I is the index glass, or first reflector, attached to and moving with the index bar; and H is the horizon glass, having its lower half silvered to form the second reflector, and its upper half transparent. Four dark glasses are placed at c, any one or more of which can be turned down between the index glass

and horizon glass to moderate the intensity of the light from any very bright object viewed by reflection; and at G are three dark glasses, any one or more of which can be turned up to moderate the intensity of the light from any bright object, viewed directly through the transparent part of the horizon glass. D is a ring for carrying the telescope, attached to a stem s, called the up and down piece, which can be raised or lowered by means of a milled-headed screw. The use of this up and down piece is to raise or lower the telescope, till the objects seen directly and by reflection appear of the same brightness. K is the handle by which the instrument is held.

In selecting an instrument care must be taken that all the joints of the frame are close, without the least opening or looseness, and that all the screws act well, and remain steady, while the instrument is shaken by being carried from place to place. All the divisions on the limb and vernier, when viewed through the microscope, must appear exceedingly fine and distinct, and the inlaid plates, upon which the divisions are marked, must be perfectly level with the surface of the instrument. The index, or zero, of the vernier, should also be brought into exact coincidence successively with each division of the limb, till the last division upon the vernier reaches the last division upon the limb; and, if the last division of the vernier do not in each case also exactly coincide with a division upon the limb, the instrument is badly graduated, and should be rejected. All the glass used in the instrument should be of the best quality, and the glasses of the reflectors should each have their faces ground and polished perfectly parallel to each other, to avoid refraction. Look, therefore, into each reflector, separately, in a very oblique direction, and observe the image of some distant object; and if the image appears clear and distinct in every part of the reflector, the glass is of good quality; but if the image appears notched, or drawn with small lines, the glass is veiny, and must be rejected. Again, if the image appears singly, and well defined about the edges, the two surfaces of the glass are truly parallel; but if the edge of the image appears misty, or separated like two images, the two surfaces are inclined to one another. The examination will be more perfect if the image be examined with a small telescope.

A plain tube and two telescopes, one showing objects inverted, and the other erect, are usually supplied with the sextant. The manner of testing the telescopes has already been explained in the part of the work devoted to optical in

struments. A dark glass is also supplied to fit on to the eyeend of the telescope, and a key for turning the adjusting

screws.

To examine the Error arising from the Imperfection of the Dark Glasses.-Fit the dark glass to the eye-end of the telescope, and, all the shades being removed, bring the reflected image of the sun into contact with its image seen directly through the unsilvered part of the horizon glass. Then remove the dark glass from the eye-end of the telescope, and, setting up first each shade separately, and then their various combinations, if the two images do not in any case remain in contact, the angle through which the index must be moved to restore the contact, is the error of the dark glass, or combination of dark glasses, used in the observation, and which error should be recorded for each glass and each combination of the glasses.

[Excerpt from a dataset]
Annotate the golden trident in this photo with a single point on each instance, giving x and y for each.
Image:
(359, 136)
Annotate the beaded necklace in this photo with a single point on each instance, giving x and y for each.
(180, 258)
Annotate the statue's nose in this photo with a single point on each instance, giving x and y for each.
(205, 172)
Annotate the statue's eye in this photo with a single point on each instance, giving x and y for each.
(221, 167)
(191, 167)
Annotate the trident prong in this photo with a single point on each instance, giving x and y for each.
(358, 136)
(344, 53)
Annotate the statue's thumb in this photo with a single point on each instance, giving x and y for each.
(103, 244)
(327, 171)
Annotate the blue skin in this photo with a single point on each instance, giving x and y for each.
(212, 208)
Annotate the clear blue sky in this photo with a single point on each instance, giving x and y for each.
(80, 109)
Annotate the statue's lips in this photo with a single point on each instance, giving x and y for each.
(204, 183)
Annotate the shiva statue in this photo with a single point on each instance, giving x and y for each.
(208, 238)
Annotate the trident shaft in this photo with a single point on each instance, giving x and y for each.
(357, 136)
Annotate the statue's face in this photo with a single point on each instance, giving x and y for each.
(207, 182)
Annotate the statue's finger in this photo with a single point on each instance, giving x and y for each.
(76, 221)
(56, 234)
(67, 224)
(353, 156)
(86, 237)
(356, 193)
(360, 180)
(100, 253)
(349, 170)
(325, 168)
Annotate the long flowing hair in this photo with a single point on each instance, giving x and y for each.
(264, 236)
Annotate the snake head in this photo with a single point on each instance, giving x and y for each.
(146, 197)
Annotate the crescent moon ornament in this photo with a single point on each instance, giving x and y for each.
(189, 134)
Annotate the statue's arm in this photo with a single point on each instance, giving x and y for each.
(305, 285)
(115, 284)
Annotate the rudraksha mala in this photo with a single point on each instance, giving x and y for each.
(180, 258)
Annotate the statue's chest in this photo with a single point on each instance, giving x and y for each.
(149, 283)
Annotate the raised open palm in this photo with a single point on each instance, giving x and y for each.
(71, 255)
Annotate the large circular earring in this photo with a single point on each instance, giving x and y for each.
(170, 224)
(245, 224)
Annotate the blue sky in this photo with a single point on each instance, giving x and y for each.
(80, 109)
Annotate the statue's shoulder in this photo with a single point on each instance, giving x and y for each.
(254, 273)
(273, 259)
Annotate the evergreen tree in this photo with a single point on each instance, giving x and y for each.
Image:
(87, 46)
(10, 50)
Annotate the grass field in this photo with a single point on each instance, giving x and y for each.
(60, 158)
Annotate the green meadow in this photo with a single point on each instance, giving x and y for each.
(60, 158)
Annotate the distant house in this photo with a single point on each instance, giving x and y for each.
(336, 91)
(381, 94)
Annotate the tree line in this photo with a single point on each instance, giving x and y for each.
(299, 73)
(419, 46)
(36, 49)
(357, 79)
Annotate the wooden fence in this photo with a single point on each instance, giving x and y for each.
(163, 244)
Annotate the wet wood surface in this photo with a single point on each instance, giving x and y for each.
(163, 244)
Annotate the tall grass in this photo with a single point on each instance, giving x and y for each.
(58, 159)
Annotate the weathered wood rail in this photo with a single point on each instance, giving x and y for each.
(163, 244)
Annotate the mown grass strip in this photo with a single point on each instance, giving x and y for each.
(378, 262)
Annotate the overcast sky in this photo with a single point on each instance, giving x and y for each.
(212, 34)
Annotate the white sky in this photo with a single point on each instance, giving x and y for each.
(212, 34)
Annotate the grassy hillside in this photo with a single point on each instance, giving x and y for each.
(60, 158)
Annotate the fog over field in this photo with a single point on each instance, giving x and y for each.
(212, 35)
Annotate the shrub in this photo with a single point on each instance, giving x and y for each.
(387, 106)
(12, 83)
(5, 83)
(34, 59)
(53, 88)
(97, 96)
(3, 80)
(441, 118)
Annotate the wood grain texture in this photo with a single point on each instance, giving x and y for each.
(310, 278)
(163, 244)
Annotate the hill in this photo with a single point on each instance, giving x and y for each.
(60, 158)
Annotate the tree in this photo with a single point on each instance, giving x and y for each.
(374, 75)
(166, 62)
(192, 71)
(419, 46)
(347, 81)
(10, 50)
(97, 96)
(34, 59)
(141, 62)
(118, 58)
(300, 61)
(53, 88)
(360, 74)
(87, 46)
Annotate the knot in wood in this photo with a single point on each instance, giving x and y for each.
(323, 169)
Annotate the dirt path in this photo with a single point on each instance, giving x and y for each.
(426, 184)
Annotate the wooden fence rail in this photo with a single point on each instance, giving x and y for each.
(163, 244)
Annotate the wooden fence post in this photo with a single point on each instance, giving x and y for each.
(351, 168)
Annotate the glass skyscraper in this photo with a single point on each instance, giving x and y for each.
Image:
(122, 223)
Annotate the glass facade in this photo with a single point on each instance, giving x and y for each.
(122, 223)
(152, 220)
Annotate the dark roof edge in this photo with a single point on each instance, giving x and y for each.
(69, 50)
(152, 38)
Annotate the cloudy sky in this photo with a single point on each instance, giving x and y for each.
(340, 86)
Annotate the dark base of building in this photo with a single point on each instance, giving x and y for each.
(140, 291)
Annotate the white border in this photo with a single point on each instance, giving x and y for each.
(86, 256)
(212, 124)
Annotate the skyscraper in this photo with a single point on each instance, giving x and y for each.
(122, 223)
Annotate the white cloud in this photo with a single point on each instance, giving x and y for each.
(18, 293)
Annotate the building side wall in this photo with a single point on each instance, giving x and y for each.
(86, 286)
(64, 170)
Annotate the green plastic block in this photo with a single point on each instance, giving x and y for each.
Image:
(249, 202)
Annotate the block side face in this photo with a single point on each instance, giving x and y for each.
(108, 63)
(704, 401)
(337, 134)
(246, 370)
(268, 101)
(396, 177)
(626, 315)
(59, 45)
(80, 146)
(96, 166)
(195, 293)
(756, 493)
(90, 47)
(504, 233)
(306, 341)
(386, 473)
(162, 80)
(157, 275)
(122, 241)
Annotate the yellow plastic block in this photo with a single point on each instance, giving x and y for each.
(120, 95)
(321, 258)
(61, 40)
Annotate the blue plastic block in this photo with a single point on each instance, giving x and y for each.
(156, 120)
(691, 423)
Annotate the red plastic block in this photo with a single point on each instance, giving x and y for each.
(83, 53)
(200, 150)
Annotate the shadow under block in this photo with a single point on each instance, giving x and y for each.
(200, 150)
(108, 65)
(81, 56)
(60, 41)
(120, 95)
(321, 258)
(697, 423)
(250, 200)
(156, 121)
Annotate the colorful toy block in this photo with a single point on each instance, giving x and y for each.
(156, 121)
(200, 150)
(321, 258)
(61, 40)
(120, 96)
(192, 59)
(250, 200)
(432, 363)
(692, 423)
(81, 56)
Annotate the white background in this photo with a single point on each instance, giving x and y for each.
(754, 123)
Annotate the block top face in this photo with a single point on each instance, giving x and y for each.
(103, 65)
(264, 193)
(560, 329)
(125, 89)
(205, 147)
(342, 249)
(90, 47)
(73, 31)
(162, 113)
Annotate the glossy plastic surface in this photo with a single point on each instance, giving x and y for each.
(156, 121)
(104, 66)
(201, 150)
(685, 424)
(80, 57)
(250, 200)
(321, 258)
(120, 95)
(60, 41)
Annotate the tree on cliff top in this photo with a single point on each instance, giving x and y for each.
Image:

→ What to work on
Extend the passage on the sextant, picking up after its last sentence. The entries are separate material and have no connection to the passage on the sextant.

→ Answer to this problem
The adjustments of the instrument consist in setting the horizon glass perpendicular to the plane of the instrument, and in setting the line of collimation of the telescope parallel to the plane of the instrument.

To adjust the Horizon Glass.-While looking steadily at any convenient object, sweep the index slowly along the limb, and, if the reflected image do not pass exactly over the direct image, but one projects laterally beyond the other, then the reflectors are not both perpendicular to the face of the limb Now the index glass is fixed in its place by the maker, and generally remains perpendicular to the plane of the instru ment, and, if it be correctly so, the horizon glass is adjusted by turning a small screw at the bottom of the frame in which it is set, till the reflected image passes exactly over the direct image

To examine if the Index Glass be perpendicular to the Plane of the Instrument.-Bring the vernier to indicate about 45°, and look obliquely into this mirror, so as to view the sharp edge of the limb of the instrument by direct vision to the right hand, and by reflection to the left. If, then, the edge and its image appear as one continued arc of a circle, the index glass is correctly perpendicular to the plane of the instrument; but if the arc appears broken, the instrument must be sent to the maker to have the index glass adjusted.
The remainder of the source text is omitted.